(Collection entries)
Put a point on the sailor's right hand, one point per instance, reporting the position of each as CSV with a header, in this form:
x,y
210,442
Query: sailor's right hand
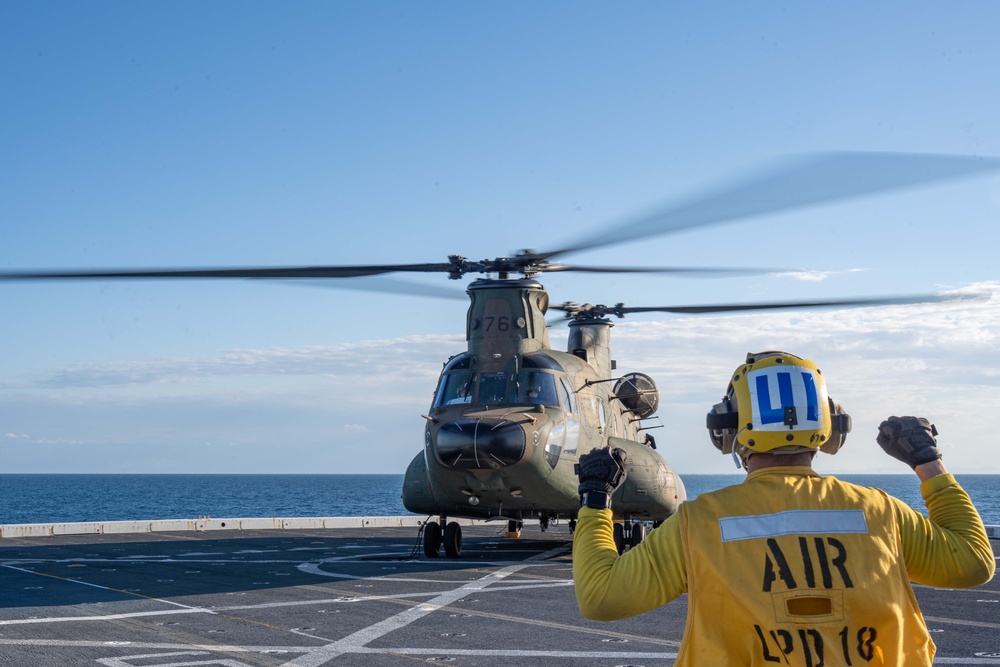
x,y
601,470
909,439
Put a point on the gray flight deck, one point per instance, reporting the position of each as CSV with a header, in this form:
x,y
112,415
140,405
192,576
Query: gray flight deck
x,y
351,596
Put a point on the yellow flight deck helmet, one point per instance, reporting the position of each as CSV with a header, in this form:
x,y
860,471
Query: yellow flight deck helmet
x,y
777,402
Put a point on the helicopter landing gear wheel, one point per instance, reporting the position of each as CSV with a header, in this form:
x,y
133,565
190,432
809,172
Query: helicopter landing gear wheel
x,y
514,529
453,540
638,534
432,539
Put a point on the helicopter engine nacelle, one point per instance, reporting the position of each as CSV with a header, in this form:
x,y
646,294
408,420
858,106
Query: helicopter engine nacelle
x,y
638,394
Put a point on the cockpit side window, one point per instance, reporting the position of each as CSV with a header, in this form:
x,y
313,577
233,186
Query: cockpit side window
x,y
492,388
537,388
454,388
568,397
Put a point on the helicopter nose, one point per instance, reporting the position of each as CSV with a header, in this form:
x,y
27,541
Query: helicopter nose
x,y
477,444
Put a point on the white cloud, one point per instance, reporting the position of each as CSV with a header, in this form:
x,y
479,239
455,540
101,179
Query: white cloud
x,y
937,360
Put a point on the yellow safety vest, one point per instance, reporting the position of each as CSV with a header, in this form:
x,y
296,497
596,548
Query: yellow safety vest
x,y
798,570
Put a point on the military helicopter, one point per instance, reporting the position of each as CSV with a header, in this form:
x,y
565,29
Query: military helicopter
x,y
511,415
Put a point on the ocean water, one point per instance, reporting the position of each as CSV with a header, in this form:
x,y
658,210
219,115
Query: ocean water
x,y
71,498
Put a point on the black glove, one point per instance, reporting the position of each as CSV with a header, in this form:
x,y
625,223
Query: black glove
x,y
600,472
909,439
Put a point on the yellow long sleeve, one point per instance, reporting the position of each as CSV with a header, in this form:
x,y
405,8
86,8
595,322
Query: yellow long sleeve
x,y
950,548
610,587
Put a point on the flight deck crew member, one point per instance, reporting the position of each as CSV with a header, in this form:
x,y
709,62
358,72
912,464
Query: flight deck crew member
x,y
789,567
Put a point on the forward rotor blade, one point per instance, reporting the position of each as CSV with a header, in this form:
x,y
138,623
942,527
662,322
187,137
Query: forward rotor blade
x,y
387,286
797,182
245,272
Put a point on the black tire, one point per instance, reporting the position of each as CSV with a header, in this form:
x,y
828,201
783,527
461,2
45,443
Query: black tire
x,y
432,539
453,540
638,533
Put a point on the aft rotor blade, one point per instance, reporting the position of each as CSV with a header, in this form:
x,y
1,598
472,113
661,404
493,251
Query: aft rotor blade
x,y
795,183
676,270
778,305
245,272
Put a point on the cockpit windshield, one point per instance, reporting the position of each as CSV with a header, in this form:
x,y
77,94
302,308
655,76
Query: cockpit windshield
x,y
459,385
537,388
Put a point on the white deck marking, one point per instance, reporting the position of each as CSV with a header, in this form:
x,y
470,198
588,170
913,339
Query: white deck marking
x,y
107,588
357,640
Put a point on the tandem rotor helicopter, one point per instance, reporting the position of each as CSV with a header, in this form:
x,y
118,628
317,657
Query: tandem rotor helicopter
x,y
511,415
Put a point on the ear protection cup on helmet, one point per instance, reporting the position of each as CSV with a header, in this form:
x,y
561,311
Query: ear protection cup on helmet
x,y
840,426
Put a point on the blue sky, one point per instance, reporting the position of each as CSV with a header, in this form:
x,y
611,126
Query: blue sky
x,y
231,134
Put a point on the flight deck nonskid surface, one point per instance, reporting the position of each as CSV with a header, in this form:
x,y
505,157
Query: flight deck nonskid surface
x,y
352,597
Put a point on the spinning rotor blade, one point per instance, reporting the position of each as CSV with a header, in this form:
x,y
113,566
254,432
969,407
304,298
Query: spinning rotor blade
x,y
573,310
705,272
797,182
246,272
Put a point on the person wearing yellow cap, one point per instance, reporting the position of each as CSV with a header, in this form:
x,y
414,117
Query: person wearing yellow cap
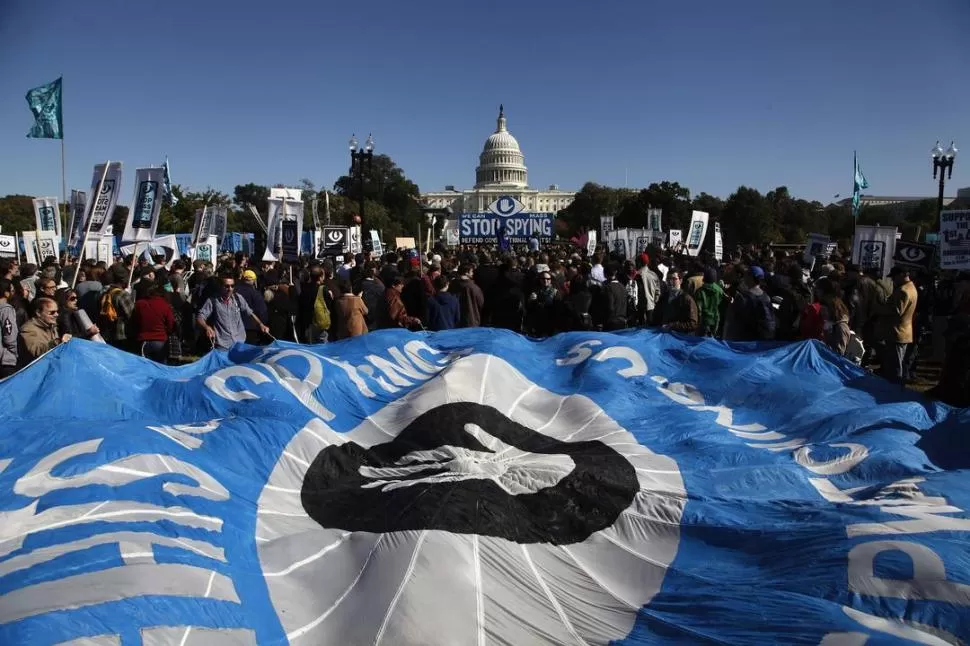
x,y
246,289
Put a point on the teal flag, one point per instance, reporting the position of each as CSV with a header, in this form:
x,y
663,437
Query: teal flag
x,y
859,182
45,104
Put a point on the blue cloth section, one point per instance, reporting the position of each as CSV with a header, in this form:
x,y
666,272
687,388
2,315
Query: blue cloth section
x,y
701,492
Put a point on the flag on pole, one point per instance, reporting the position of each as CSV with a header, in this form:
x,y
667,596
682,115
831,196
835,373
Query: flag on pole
x,y
45,104
168,197
859,182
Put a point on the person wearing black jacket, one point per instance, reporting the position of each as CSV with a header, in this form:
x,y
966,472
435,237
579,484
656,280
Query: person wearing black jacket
x,y
246,289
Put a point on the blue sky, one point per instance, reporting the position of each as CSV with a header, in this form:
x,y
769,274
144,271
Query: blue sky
x,y
709,93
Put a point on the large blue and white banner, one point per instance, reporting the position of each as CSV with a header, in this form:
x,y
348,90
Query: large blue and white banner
x,y
476,487
505,218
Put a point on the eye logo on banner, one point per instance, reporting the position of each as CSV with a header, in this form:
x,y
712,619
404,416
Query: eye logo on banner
x,y
914,254
506,206
48,218
873,255
492,469
334,240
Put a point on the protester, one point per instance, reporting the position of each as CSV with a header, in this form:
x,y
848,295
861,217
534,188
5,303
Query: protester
x,y
353,311
677,310
397,314
470,297
221,317
9,330
40,335
69,320
247,290
153,321
710,301
444,311
898,324
116,307
751,316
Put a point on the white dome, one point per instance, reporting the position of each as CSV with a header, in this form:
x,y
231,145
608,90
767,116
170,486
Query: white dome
x,y
501,162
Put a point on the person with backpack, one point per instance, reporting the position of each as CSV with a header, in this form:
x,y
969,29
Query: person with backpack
x,y
751,316
221,317
116,308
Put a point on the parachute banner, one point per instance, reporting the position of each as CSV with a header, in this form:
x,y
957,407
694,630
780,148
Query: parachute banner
x,y
476,487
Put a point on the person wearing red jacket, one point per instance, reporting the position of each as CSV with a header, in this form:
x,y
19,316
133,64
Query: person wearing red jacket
x,y
154,321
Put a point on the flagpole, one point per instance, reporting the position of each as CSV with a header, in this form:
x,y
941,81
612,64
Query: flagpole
x,y
63,189
87,229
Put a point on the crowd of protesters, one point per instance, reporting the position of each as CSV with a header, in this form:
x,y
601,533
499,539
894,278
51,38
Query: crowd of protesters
x,y
172,312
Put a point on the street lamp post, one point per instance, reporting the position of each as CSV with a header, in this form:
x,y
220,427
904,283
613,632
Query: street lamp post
x,y
357,158
942,162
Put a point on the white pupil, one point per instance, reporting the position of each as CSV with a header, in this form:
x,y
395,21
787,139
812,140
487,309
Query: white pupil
x,y
515,471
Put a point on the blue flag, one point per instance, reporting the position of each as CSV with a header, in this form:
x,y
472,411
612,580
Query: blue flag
x,y
859,182
45,104
479,487
168,196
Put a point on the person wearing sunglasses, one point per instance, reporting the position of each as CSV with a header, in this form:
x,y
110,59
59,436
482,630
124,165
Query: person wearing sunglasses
x,y
69,320
40,335
221,317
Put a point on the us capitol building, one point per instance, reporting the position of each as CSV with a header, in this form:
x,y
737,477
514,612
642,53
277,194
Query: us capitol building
x,y
501,172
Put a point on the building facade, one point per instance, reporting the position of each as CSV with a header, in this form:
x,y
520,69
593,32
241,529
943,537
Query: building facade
x,y
501,172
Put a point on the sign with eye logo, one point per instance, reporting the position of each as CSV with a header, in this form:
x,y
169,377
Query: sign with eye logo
x,y
873,248
914,254
336,240
476,487
506,214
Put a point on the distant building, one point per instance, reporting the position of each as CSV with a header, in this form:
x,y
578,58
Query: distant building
x,y
501,172
886,200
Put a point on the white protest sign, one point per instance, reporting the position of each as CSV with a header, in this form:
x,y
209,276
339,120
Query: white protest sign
x,y
47,216
955,240
48,246
676,236
696,233
8,246
105,250
873,248
816,245
606,224
205,251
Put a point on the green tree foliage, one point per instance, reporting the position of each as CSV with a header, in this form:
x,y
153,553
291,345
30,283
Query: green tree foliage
x,y
16,213
384,184
746,217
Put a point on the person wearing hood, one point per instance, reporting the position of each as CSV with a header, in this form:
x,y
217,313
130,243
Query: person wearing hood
x,y
677,310
8,330
39,335
710,301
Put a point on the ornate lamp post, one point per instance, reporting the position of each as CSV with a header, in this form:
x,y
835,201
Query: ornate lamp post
x,y
357,158
942,162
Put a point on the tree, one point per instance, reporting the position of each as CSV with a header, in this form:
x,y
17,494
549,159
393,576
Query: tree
x,y
181,217
748,219
673,199
253,194
386,184
590,203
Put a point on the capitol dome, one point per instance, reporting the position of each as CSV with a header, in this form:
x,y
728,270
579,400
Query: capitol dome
x,y
501,162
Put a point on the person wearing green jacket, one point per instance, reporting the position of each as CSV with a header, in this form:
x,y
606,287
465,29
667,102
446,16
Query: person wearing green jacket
x,y
709,297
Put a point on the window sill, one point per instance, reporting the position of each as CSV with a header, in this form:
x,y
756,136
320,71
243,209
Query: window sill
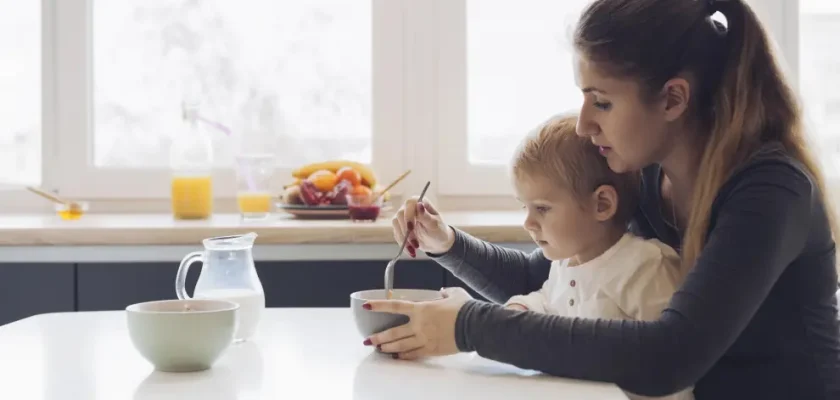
x,y
133,238
162,229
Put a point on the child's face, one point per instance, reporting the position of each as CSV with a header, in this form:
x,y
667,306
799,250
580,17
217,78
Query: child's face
x,y
563,226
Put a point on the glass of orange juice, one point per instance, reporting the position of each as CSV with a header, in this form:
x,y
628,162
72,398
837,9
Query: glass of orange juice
x,y
253,181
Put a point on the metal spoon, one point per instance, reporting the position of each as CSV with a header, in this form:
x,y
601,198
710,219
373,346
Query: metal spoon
x,y
389,270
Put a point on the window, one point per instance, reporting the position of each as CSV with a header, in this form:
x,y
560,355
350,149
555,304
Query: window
x,y
508,67
299,80
446,88
288,77
20,92
819,72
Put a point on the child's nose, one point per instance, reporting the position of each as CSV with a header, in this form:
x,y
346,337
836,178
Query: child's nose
x,y
530,224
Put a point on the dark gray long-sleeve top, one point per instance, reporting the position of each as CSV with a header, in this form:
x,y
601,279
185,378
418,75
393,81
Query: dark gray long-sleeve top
x,y
756,318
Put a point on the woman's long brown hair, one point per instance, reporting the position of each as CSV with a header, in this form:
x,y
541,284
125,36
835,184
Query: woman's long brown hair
x,y
743,99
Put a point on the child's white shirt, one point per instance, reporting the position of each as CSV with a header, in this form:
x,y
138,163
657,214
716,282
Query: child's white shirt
x,y
632,280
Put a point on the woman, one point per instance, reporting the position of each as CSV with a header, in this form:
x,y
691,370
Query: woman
x,y
727,178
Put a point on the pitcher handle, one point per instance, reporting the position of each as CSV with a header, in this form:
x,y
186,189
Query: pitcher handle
x,y
181,277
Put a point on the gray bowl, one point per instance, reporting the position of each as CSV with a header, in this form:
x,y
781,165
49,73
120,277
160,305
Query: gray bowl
x,y
371,322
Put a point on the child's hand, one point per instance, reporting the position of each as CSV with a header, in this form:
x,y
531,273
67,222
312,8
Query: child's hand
x,y
424,227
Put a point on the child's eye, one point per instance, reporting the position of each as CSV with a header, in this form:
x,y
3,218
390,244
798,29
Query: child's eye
x,y
602,105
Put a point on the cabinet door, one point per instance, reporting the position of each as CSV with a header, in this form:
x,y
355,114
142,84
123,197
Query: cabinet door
x,y
32,289
110,286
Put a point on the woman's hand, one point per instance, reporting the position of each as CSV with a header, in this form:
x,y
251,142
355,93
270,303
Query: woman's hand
x,y
424,226
430,330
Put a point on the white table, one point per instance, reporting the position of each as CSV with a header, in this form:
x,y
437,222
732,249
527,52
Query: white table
x,y
297,353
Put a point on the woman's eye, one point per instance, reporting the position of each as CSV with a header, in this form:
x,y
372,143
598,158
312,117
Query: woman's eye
x,y
602,106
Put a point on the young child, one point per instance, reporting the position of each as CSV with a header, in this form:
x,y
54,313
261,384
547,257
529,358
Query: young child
x,y
578,212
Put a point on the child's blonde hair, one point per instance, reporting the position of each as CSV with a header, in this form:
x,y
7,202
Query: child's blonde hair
x,y
554,151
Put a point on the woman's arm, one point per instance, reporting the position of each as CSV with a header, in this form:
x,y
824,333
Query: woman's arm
x,y
495,272
760,227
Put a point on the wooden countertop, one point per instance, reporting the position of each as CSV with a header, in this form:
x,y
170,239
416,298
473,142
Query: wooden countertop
x,y
162,229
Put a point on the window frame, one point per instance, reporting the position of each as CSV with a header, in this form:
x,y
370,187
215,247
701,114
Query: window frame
x,y
419,108
74,174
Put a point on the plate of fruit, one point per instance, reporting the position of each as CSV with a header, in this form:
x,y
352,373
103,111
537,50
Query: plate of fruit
x,y
321,190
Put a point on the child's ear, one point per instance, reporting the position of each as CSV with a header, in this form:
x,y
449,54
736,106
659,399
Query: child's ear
x,y
605,199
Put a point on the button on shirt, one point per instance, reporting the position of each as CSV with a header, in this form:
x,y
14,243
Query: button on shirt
x,y
633,280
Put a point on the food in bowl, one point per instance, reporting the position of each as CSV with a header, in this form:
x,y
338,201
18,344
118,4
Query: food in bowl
x,y
371,322
182,335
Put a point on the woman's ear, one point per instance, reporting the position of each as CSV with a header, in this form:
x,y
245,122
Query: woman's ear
x,y
676,93
605,199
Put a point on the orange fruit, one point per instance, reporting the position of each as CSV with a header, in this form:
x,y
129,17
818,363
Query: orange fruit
x,y
323,180
350,175
361,190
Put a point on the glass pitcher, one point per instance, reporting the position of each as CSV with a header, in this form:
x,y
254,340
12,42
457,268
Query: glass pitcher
x,y
228,273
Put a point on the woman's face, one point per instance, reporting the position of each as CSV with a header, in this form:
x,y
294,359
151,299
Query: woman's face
x,y
630,132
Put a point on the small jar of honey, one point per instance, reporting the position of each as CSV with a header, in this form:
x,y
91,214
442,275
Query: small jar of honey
x,y
71,211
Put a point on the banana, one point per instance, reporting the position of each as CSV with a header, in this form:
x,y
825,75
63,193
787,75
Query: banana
x,y
368,176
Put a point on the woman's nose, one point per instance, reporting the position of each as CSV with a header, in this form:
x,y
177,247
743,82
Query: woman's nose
x,y
586,127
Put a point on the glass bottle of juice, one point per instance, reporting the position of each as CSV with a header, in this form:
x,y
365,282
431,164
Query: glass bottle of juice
x,y
191,162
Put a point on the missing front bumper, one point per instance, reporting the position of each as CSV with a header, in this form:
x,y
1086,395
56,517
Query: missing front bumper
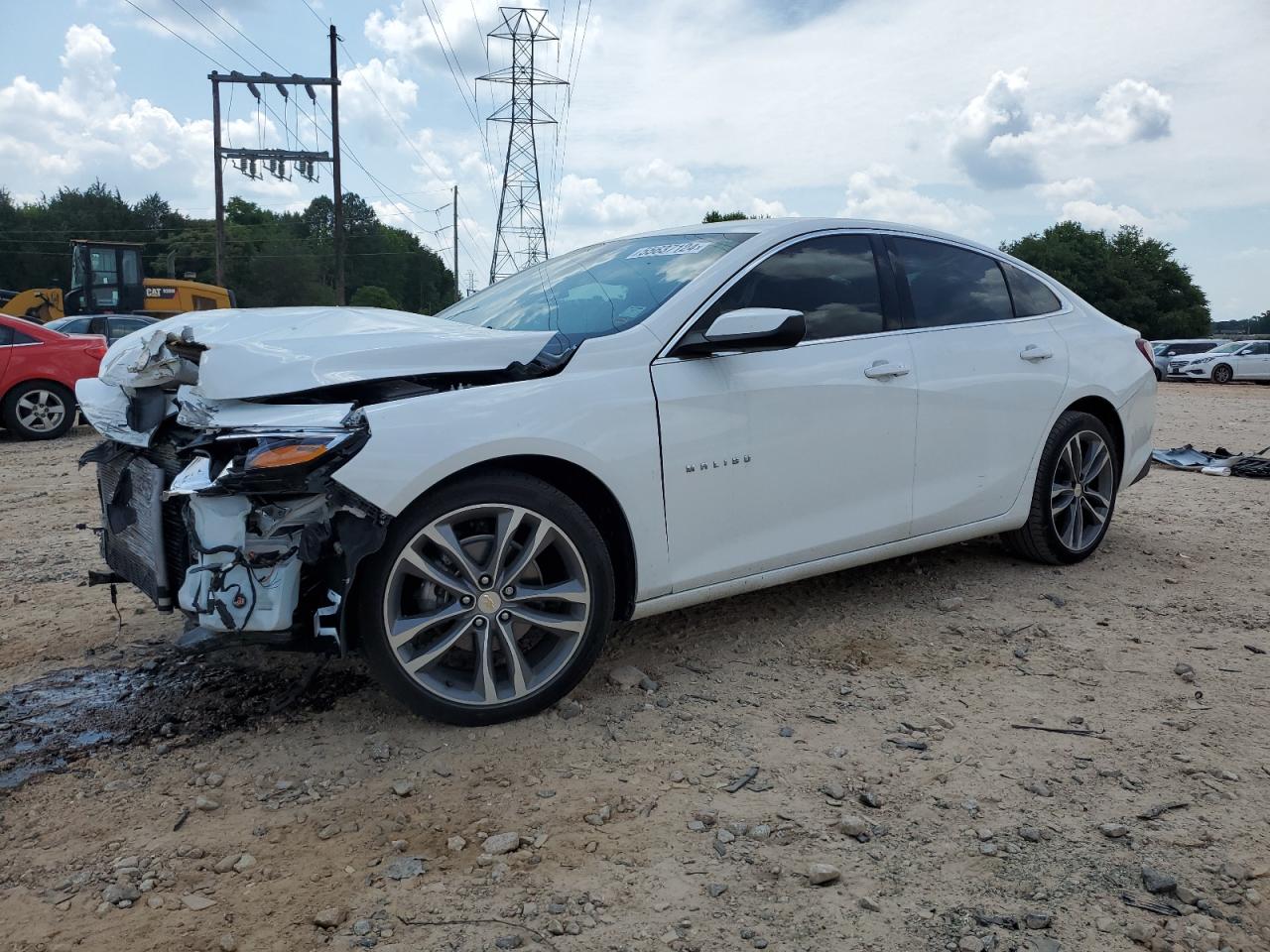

## What needs to be done
Reproduce the items word for word, from the line containing "Put a point on the woman's face, one" through the end of the items, including both ends. Leave the pictures out.

## Task response
Put a point on the woman's face, one point per instance, reporting the position of each as CSV with a header, in this form:
x,y
294,359
151,299
Query: woman's face
x,y
630,132
Put a point on the small jar of honey, one point per instance, reporting the position of each as CSV with a header, in this form:
x,y
91,214
442,275
Query: small jar of honey
x,y
71,211
Put a point on the banana, one point per instance, reporting the position of each as CSV with a header, in this form:
x,y
825,75
63,193
787,75
Query: banana
x,y
368,176
Put a point on the woman's nose, one point per instance, reporting the position of each as CSV with a header, in this form:
x,y
177,247
743,82
Query: woman's nose
x,y
586,127
Put a point on the glass bottle of juice, one point per instance, reporting the position of each as CSV with a header, in this form:
x,y
365,282
431,164
Query: glass bottle of juice
x,y
191,162
Put a point on the missing front bumper, one point per instance, reporting the position of each as CSV with a header, in this form:
x,y
1086,395
56,517
Query: missing front bumper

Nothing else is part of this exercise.